Texte proposé:

━━━

Mais là aussi, les choses vont très, très vite. Ce lundi, je recevais par exemple dans mon feed cette annonce : un analyste des données du cinéma et un scientifique des particules de l’Université d’Upsalla - étrange combinaison - sont en train de développer une Intelligence Artificielle chargée d’écrire un scénario. On n’est cette fois plus dans le domaine de la blague, mais de l’expérience en temps réel. L’expérience est sous contrat avec un studio américain dont on ne connait pas encore le nom.

Une IA peut-elle faire de l'art ?

Impossible, à ce stade, de prédire ce qu’il en sera de ce scénario. Mais toute cette agitation semble pourtant suffisante pour que les débats s’enflamment, que les réflexions hors-sol commencent à fleurir. Le métier de scénariste ou de monteur va-t-il mourir ? Une IA peut-elle être détentrice d’un droit d’auteur ? Est-ce qu’on est entré dans l’univers de Terminator ?

━━━

Données fournies:
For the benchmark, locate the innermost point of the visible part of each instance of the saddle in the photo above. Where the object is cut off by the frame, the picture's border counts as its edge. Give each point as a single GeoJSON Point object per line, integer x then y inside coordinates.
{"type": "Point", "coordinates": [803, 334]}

━━━

Consigne: Prolongez le texte consacré à l'intelligence artificielle et à l'écriture de scénarios en reprenant après sa dernière phrase.

Résultat de l'exercice:
Rien de tout cela n’a de sens, bien entendu. Puisque justement, le sens, c’est ce qu’une IA est incapable de produire. Une IA est fondamentalement probabiliste alors que le sens ne vient que de la divergence.

Ce qu’elle peut produire, par contre, c’est de l’itération. Des recombinaisons d’éléments dans un ordre logique, ou du moins compréhensible, parmi lesquelles il est possible de choisir. L’IA est une force de proposition extrêmement puissante. Mais elle risque d’avoir beaucoup plus de mal à produire de l’art.

Pourquoi ? A cause de deux facteurs, l’empathie et l’abstraction.

La capacité d’empathie est ce qui nous permet de comprendre les sensations et expériences des autres. C’est ce qui nous permet de ressentir ce qu’ils ressentent, et de comprendre leur point de vue.

La capacité d’abstraction est ce qui nous permet de voir le monde de différentes manières. C’est ce qui nous permet de prendre le concret et d’en faire quelque-chose d’abstrait. C’est ce qui nous permet de voir le monde non pas comme il est mais comme il pourrait être.

La combinaison de ces deux choses - l’empathie et l’abstraction - est ce qui nous permet de créer de l’art.

Si vous trouvez que ces quelques lignes sur l’empathie et l’abstraction sont ma foi fort intelligentes, sachez qu’elles ont été créées par GPT-3, l’IA dont je parlais au début de l’article.

Bref, revenons-en au cinéma et aux IA.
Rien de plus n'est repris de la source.